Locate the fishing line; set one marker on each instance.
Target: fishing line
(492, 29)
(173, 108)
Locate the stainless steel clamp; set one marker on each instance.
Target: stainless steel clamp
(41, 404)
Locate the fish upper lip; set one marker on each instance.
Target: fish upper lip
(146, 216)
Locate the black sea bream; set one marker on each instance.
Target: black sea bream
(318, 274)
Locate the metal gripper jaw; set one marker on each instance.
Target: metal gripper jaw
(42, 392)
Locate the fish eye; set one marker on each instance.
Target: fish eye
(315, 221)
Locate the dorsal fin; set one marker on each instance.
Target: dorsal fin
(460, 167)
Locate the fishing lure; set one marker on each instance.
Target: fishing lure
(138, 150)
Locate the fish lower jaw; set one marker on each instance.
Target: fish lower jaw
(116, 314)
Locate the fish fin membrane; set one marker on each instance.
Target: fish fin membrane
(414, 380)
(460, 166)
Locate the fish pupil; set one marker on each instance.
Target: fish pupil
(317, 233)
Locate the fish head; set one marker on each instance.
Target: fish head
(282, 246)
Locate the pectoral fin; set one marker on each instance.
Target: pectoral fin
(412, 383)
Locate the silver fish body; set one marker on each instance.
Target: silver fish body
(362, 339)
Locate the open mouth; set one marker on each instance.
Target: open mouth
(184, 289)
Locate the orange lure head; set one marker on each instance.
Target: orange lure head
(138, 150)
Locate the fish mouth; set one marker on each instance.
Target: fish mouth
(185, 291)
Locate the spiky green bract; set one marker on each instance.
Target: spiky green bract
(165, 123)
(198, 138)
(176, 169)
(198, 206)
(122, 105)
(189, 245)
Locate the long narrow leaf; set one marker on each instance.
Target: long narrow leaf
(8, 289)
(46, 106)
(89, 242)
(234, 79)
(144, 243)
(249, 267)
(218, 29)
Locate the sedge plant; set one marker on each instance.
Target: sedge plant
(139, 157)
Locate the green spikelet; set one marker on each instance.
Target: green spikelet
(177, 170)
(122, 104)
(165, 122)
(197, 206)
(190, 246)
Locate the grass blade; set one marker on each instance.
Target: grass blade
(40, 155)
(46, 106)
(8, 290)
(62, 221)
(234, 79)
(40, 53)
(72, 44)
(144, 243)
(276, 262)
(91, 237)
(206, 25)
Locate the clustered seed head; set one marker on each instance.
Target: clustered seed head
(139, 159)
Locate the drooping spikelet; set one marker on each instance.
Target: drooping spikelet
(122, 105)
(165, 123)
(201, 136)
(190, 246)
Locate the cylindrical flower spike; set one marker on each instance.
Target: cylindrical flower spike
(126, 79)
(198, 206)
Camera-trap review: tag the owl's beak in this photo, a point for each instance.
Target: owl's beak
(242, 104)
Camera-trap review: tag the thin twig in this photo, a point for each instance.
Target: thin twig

□ □ □ □

**Work to do**.
Write out all of the entries above again, substituting "Locate" with "Find" wherever it occurs and leaving everything else unchanged.

**Answer below**.
Find the fishing line; set one marker on each instance.
Target: fishing line
(492, 29)
(173, 108)
Find the stainless steel clamp; set one marker on each instance.
Target: stainless steel clamp
(41, 404)
Find the fish upper lip; set one marker on each instance.
Target: fish upper lip
(146, 216)
Find the black sea bream; set one marker on each instance.
Target: black sea bream
(318, 274)
Find the metal gripper jaw; set one marker on each instance.
Target: metal gripper jaw
(42, 392)
Find the fish eye; set one marker on each instance.
Target: fish eye
(315, 221)
Find the dorsal fin; set one marker on each instance.
Target: dorsal fin
(460, 167)
Find the fishing lure; set one marker on each instance.
Target: fishing lure
(138, 150)
Find the fish lower jaw; set one marker on each instance.
Target: fish lower jaw
(116, 314)
Find the fish fin membrane; set one marker on each instance.
Target: fish fin membrane
(414, 380)
(460, 166)
Find the fish pupil; set one marker on each instance.
Target: fish pupil
(317, 233)
Find the fish head; set one marker on each instance.
Target: fish head
(282, 246)
Find the pectoral fin; set one marker on each instance.
Target: pectoral fin
(412, 383)
Find the silver fish body; set one marker on each instance.
Target: silver fish body
(362, 339)
Find the open mouth; set one marker on each instance.
Target: open mouth
(184, 289)
Find the orange lure head; set one marker on each instance.
Target: orange lure head
(138, 150)
Find the fish mouth; set one marker on each instance.
Target: fish mouth
(185, 291)
Find the spiky green bract; set one marker on each instance.
Target: spiky green bract
(165, 123)
(198, 138)
(176, 169)
(198, 206)
(122, 105)
(189, 245)
Find the long narrow leaf; set one marker on each instance.
Target: long narrow leaf
(8, 289)
(46, 106)
(89, 242)
(234, 79)
(144, 243)
(249, 267)
(218, 29)
Find the sedge plant; set one marker on each instance.
Target: sedge plant
(139, 157)
Find the green spikelet; set one marker on each instance.
Target: green spikelet
(177, 170)
(122, 104)
(165, 122)
(197, 206)
(190, 246)
Find the grass blade; set one marker on each instance.
Target: grass blade
(40, 155)
(46, 106)
(8, 290)
(62, 221)
(234, 79)
(40, 53)
(72, 44)
(144, 243)
(276, 262)
(91, 237)
(206, 25)
Find the clustered seed head; set one marker on each instance.
Target: clustered seed head
(139, 159)
Find the drooping spikelet; set one marker on each instance.
Target: drooping spikelet
(122, 105)
(165, 123)
(201, 136)
(190, 246)
Find the cylindrical flower spike; set one marker on each instance.
Target: cylindrical flower spike
(126, 79)
(198, 206)
Camera-trap review: tag the owl's beak in this photo, a point for each instance.
Target: owl's beak
(242, 104)
Camera-trap review: tag the thin twig in this photo, a point for each instance.
Target: thin twig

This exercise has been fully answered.